What is being asked: Convert the data below into a JSON list of strings with one string for each line, skipping any blank lines. Leave the pictures out of your answer.

Entries provided:
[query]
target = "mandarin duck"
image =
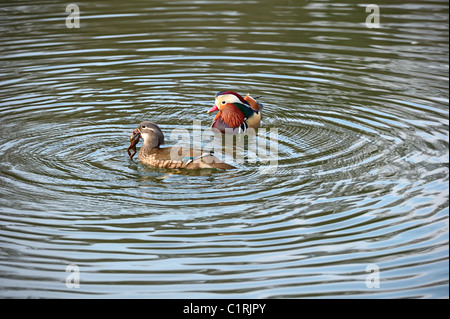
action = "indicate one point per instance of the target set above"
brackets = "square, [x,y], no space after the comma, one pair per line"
[236,113]
[152,154]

Completed task:
[
  "[query]",
  "target = \"mandarin duck\"",
  "image =",
  "action = \"indicate one point per instance of the target set above\"",
  "brackets = \"square, [x,y], no space after the comma, one pair per line\"",
  "[236,113]",
  "[152,154]"
]